## Yönerge 1
Belge alıntısında "Milli Savunma Bakanı Hulusi Akar, İngiltere" sözcüklerini içeren yerle başlayıp "bir araya geldi." ile biten bölümü, "Daniel Blazkovec" adını "Jan Novak" olarak değiştirip yeniden yazın.
## Yönerge 2
Belge alıntısına göre aşağıdaki soruları yanıtlayın.
(a) Bakan Akar'ın sert tepki gösterdiği açıklamalar neye yönelikti?
(b) Bakan Akar, Londra'da hangi İngiliz bakanla görüştü?
(c) Bakan Akar onuruna verilen resepsiyonda kimlerle bir araya geldi?

## Belge alıntısı
--

Bakan Akar’dan TSK aleyhindeki söylemlere sert tepki
Milli Savunma Bakanı Hulusi Akar, milli savunma sanayisine yönelik açıklamalara sert tepki gösterdi. Bakan Akar, "Yurt içinden bazılarının ülkemizin savunma sanayii alanında ulaştığı bu seviyeden rahatsız olmaları ve bunu açıkça dile getirmeleri kabul edilemez" ifadelerini kullandı.
Milli Savunma Bakanı Hulusi Akar, İngiltere Savunma Bakanı Ben Wallace ile dünkü görüşmesinin ardından Londra’daki temaslarını tamamlayarak Çekya’nın başkenti Prag’a geçti.
Askeri tören düzenlenen Vaclav Havel Havalimanı’nda Bakan Akar’ı Çekya Savunma Bakan Yardımcısı Daniel Blazkovec, Türkiye’nin Prag Büyükelçisi Egemen Bağış ve diğer yetkililer karşıladı. Büyükelçilik Rezidansı’na geçen Bakan Akar, Büyükelçi Bağış tarafından onuruna verilen resepsiyonda Türk toplumu ve sivil toplum kuruluşu temsilcileri ile bir araya geldi.

--

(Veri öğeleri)
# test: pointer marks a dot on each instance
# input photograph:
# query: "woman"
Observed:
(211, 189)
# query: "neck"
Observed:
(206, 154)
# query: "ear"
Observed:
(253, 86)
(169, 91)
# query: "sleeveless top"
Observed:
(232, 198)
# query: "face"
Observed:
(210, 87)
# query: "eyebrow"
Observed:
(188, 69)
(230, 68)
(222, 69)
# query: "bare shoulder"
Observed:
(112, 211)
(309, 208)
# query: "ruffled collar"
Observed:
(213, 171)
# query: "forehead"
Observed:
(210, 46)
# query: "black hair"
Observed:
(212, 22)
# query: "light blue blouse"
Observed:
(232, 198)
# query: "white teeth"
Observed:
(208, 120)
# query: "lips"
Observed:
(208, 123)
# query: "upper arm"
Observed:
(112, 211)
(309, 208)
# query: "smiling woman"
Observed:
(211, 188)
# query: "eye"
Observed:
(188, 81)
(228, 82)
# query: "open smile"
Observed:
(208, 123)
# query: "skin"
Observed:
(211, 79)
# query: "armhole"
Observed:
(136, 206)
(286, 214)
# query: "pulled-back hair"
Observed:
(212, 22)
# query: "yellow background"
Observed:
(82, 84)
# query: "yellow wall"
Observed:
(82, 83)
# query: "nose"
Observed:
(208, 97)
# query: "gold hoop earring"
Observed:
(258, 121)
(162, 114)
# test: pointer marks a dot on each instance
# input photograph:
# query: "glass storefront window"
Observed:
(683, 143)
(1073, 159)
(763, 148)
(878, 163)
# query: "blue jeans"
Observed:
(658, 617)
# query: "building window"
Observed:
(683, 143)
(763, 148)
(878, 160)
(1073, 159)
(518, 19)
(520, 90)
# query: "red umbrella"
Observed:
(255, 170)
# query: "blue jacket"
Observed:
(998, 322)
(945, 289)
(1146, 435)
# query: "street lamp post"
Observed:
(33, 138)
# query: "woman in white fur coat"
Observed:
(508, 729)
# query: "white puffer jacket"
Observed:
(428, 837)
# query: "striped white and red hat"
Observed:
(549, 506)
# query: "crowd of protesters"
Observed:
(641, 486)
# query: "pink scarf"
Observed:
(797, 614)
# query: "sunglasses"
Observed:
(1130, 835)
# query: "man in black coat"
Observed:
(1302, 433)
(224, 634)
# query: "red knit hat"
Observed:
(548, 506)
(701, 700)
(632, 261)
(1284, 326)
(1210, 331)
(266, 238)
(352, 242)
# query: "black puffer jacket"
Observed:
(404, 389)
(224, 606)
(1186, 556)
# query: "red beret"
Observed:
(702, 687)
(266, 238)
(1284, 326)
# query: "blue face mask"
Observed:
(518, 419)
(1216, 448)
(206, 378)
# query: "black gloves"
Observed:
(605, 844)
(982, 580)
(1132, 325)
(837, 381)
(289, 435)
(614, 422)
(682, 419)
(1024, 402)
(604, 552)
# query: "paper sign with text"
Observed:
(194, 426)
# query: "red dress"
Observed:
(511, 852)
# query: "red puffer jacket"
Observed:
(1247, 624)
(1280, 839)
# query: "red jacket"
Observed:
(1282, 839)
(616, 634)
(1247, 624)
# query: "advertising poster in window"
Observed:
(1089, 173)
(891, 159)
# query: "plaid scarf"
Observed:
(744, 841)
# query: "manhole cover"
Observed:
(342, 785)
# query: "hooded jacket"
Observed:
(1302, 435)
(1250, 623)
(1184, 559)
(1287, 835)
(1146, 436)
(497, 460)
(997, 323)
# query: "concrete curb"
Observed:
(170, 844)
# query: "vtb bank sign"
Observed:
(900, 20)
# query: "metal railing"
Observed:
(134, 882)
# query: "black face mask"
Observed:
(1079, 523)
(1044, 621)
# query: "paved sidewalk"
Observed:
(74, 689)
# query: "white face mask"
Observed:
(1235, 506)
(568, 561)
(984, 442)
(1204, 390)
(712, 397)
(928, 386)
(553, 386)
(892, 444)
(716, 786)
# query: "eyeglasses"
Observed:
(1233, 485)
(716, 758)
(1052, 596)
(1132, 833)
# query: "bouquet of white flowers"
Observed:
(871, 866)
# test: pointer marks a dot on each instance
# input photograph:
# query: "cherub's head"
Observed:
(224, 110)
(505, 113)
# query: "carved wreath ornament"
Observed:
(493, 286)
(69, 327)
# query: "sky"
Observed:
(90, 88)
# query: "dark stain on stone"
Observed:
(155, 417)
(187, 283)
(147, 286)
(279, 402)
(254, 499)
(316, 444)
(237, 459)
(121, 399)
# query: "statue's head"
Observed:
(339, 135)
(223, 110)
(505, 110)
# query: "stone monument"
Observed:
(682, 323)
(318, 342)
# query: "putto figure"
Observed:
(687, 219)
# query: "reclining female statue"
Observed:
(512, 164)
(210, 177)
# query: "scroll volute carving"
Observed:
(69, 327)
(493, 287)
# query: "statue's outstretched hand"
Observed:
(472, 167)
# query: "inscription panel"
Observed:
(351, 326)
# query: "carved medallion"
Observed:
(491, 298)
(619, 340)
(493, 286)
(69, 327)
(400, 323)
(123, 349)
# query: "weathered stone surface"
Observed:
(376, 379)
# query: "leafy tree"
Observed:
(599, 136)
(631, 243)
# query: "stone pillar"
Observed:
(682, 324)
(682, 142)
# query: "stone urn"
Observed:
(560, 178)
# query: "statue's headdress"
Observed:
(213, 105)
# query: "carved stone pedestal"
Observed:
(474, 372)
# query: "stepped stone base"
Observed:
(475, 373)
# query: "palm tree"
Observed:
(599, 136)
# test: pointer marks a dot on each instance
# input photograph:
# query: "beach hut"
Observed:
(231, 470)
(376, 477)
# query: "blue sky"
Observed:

--

## Tam çözüm 1
Milli Savunma Bakanı Hulusi Akar, İngiltere Savunma Bakanı Ben Wallace ile dünkü görüşmesinin ardından Londra’daki temaslarını tamamlayarak Çekya’nın başkenti Prag’a geçti.
Askeri tören düzenlenen Vaclav Havel Havalimanı’nda Bakan Akar’ı Çekya Savunma Bakan Yardımcısı Jan Novak, Türkiye’nin Prag Büyükelçisi Egemen Bağış ve diğer yetkililer karşıladı. Büyükelçilik Rezidansı’na geçen Bakan Akar, Büyükelçi Bağış tarafından onuruna verilen resepsiyonda Türk toplumu ve sivil toplum kuruluşu temsilcileri ile bir araya geldi.

## Tam çözüm 2
(a) Milli savunma sanayisine yönelikti.
(b) İngiltere Savunma Bakanı Ben Wallace ile görüştü.
(c) Türk toplumu ve sivil toplum kuruluşu temsilcileriyle bir araya geldi.